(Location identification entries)
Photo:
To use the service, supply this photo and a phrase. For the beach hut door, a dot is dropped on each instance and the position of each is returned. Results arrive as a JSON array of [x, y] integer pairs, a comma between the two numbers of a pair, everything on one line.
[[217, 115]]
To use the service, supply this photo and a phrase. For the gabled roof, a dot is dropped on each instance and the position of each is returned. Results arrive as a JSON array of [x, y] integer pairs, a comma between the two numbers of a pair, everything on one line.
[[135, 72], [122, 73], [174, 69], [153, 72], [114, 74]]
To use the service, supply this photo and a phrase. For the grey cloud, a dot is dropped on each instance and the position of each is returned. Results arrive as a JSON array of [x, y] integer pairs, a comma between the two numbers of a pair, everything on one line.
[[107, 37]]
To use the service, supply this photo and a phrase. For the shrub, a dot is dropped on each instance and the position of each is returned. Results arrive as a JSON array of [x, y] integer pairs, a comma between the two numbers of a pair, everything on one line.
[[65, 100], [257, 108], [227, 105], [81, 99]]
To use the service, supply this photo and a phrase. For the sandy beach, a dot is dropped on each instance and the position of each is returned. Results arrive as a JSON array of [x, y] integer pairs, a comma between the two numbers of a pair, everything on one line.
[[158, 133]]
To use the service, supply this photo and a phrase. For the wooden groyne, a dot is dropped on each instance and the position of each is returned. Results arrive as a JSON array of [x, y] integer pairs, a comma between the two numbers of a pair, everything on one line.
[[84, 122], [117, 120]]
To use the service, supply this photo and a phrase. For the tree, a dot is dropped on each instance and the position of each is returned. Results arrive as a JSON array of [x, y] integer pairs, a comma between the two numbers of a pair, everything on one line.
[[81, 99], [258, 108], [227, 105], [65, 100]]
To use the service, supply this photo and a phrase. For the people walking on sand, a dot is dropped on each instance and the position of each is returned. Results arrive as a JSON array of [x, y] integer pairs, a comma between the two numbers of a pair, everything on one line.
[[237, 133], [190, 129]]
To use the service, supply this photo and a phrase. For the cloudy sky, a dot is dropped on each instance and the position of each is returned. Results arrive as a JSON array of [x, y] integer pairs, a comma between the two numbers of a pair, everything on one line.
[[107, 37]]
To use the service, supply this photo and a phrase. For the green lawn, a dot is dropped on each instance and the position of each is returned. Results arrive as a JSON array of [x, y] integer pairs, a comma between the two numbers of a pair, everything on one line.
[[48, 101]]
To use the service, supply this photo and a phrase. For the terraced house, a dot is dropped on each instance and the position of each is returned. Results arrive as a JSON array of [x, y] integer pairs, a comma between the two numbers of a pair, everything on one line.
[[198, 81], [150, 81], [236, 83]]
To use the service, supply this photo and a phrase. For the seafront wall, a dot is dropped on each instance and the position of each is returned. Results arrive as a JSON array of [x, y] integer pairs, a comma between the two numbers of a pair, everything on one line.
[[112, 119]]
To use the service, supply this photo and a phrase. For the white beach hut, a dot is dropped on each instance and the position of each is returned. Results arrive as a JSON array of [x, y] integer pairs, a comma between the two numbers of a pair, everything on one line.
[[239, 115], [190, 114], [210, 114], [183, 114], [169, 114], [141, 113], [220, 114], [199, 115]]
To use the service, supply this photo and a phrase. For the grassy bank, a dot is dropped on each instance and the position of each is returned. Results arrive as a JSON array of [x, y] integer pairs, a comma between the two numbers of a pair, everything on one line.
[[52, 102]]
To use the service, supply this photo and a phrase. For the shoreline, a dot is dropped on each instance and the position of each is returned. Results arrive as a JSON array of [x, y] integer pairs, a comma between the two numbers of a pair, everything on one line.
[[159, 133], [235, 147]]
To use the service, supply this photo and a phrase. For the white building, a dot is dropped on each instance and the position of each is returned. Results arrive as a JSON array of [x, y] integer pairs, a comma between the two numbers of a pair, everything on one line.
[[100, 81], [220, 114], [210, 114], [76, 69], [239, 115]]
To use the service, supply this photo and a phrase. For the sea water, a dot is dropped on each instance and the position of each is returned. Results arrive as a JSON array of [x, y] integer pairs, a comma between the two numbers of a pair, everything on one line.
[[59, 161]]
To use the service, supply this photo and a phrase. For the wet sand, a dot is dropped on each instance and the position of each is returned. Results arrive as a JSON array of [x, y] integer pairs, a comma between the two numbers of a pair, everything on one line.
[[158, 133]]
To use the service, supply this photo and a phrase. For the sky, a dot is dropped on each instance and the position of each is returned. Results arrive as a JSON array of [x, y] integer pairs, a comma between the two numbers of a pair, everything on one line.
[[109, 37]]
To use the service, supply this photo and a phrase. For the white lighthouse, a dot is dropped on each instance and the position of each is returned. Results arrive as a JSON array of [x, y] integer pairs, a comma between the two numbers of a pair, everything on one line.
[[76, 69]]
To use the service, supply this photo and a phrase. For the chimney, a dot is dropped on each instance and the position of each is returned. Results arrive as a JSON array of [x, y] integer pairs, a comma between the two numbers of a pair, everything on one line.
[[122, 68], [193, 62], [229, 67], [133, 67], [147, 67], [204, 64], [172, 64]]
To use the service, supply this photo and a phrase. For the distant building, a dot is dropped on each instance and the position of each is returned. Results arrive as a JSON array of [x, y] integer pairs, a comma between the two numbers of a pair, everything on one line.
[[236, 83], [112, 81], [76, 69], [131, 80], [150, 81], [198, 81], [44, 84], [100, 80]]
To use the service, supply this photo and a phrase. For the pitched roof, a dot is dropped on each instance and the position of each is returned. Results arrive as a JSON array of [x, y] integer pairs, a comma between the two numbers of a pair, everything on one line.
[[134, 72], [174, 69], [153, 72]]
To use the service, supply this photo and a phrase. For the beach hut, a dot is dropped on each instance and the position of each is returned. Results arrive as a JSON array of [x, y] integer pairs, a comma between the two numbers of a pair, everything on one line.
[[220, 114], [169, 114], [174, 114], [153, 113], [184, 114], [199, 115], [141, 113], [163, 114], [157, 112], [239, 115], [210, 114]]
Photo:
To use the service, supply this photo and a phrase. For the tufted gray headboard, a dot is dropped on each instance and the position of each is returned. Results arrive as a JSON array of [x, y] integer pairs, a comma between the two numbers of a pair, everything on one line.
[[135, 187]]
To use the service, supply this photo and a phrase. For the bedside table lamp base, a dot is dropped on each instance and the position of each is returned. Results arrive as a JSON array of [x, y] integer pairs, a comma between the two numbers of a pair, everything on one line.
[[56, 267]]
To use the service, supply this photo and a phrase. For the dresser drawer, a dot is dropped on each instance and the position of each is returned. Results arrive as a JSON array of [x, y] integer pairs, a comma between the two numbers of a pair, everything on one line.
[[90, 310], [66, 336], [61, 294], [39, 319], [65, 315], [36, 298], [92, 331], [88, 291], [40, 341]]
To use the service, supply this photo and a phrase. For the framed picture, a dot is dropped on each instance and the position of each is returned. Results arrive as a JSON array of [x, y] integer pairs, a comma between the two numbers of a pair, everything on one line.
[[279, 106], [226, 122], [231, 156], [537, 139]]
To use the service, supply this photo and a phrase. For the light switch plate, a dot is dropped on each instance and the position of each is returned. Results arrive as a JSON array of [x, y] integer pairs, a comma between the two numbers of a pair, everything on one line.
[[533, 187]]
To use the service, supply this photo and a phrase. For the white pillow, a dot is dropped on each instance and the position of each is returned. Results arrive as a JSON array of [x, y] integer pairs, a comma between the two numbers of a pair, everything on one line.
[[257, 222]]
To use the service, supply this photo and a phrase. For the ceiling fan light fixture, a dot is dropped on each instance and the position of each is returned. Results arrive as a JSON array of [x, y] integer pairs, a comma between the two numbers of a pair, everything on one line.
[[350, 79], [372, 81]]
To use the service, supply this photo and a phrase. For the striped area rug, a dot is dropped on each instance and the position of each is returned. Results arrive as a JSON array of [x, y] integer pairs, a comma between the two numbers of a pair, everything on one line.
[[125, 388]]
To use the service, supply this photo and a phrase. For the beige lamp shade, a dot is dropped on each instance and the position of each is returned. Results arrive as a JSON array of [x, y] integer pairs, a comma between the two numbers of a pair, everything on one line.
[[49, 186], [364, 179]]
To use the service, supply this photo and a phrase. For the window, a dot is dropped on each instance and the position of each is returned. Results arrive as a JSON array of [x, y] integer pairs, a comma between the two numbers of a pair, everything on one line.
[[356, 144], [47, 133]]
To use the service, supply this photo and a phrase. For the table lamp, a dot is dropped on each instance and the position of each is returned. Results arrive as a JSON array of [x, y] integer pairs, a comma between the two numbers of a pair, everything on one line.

The exercise →
Could you quote word for word everything from the line containing "For the distant" down to the line containing "115], [210, 114]]", with both of those lines included?

Answer to the task →
To use the service, supply this photo and a phrase. For the distant building, a dot is dropped on each instance and the position of each is returned. Results arrive as a JSON array of [x, y] integer pairs, a comma between the two numbers of a pair, everything on one line.
[[236, 83], [112, 81], [76, 69], [131, 80], [150, 81], [198, 81], [44, 84], [100, 80]]
To use the service, supply this photo and a phrase. For the pitched roof, a dot is dropped on each instance and the position of each is returned. Results arrive as a JSON array of [x, y] integer pairs, a comma between the two numbers of a pair, everything on one line.
[[134, 72], [174, 69], [153, 72]]
To use the service, supply this photo and a phrase. For the beach hut, a dot is dropped on each instance and the position of each is returned. Results arrive as a JSON array of [x, y] integer pairs, a comma between the two numbers of a pair, everything on one line.
[[220, 114], [169, 114], [174, 114], [153, 113], [184, 114], [199, 115], [141, 113], [163, 114], [157, 112], [239, 115], [210, 114]]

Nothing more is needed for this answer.